**Text shown**
[start]

Apparatuses, methods and storage medium associated with content consumption, are disclosed herein. In embodiments, the apparatus may include a presentation engine to play the media content; and a user interface engine to facilitate a user in controlling the playing of the media content. The user interface engine may include a user identification engine to acoustically identify the user; and a user command processing engine to process commands of the user in view of user history or profile of the acoustically identified user. Other embodiments may be described and/or claimed.

Description

    TECHNICAL FIELD
  • The present disclosure relates to the field of media content consumption, in particular, to apparatuses, methods and storage medium associated with consumption of media content that includes acoustic user identification.
  • BACKGROUND
  • The background description provided herein is for the purpose of generally presenting the context of the disclosure. Unless otherwise indicated herein, the materials described in this section are not prior art to the claims in this application and are not admitted to be prior art by inclusion in this section.
  • Advances in computing, networking and related technologies have led to proliferation in the availability of multi-media contents, and the manners the contents are consumed. Today, multi-media contents may be available from fixed medium (e.g., Digital Versatile Disk (DVD)), broadcast, cable operators, satellite channels, Internet, and so forth. User may consume contents with a wide range of content consumption devices, such as, television set, tablet, laptop or desktop computer, smartphone, or other stationary or mobile devices of the like.
  • Much effort has been made by the industry to personalize, and enhance media content consumption user experience. However, identifying the user remains a challenge, especially for shared devices, such as television, where the user may vary from one consumption session to another. Facial recognition techniques have been employed to identify who is the current user. However, the ability of facial recognition techniques to accurately identify the current user is often impaired by the limited amount of ambient light available while media content is being consumed, e.g., in a family room setting with light dimmed.

[end]

**Record excerpts**
[start]

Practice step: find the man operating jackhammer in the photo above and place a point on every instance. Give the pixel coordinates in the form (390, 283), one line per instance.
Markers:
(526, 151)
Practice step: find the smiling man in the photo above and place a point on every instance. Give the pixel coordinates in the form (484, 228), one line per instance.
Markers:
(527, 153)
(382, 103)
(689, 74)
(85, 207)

[end]

**Set exercise A**
Answer these questions about the patent text on acoustic user identification:
(i) Which two engines may the user interface engine include?
(ii) What example of a fixed medium does the text give?
(iii) What condition often impairs the ability of facial recognition techniques to identify the current user?
**Set exercise B**
Write the next part of the patent text on acoustic user identification, picking up after its final sentence.

**Task answer A**
(i) A user identification engine to acoustically identify the user, and a user command processing engine to process the user's commands in view of the user history or profile of the acoustically identified user.
(ii) Digital Versatile Disk (DVD).
(iii) The limited amount of ambient light available while media content is being consumed, e.g., in a family room setting with light dimmed.

**Task answer B**
  • BRIEF DESCRIPTION OF THE DRAWINGS
  • Embodiments will be readily understood by the following detailed description in conjunction with the accompanying drawings. To facilitate this description, like reference numerals designate like structural elements. Embodiments are illustrated by way of example, and not by way of limitation, in the figures of the accompanying drawings.
  • FIG. 1 illustrates an arrangement for media content distribution and consumption with acoustic user identification, and/or individualized acoustic speech recognition, in accordance with various embodiments.
  • FIG. 2 illustrates the example user interface engine of FIG. 1 in further detail, in accordance with various embodiments.
  • FIGS. 3 & 4 illustrate an example process for generating a voice print for a user, in accordance with various embodiments.
  • FIG. 5 illustrates an example process for processing user commands, in accordance with various embodiments.
  • FIG. 6 illustrates an example process for acoustic speech recognition using specifically trained acoustic speech recognition model of a user, in accordance with various embodiments.
  • FIG. 7 illustrates an example process for specifically training an acoustic speech recognition model for a user, in accordance with various embodiments.
  • FIG. 8 illustrates an example computing environment suitable for practicing the disclosure, in accordance with various embodiments.
  • FIG. 9 illustrates an example storage medium with instructions configured to enable an apparatus to practice the present disclosure, in accordance with various embodiments.
  • DETAILED DESCRIPTION
  • Apparatuses, methods and storage medium associated with media content consumption, are disclosed herein. In embodiments, an apparatus, e.g., a media player or a set-top box, may include a presentation engine to play the media content, e.g., a movie; and a user interface engine to facilitate a user in controlling the playing of the media content. The user interface engine may include a user identification engine to acoustically identify the user; and a user command processing engine to process commands of the user, e.g., a search for content, in view of user history or profile of the acoustically identified user, e.g., the user's past activities and/or interest. Resultantly, user experience may potentially be enhanced, even in an environment where user identification, through e.g., facial recognition may be difficult.
  • In the following detailed description, reference is made to the accompanying drawings which form a part hereof wherein like numerals designate like parts throughout, and in which is shown by way of illustration embodiments that may be practiced. It is to be understood that other embodiments may be utilized and structural or logical changes may be made without departing from the scope of the present disclosure. Therefore, the following detailed description is not to be taken in a limiting sense, and the scope of embodiments is defined by the appended claims and their equivalents.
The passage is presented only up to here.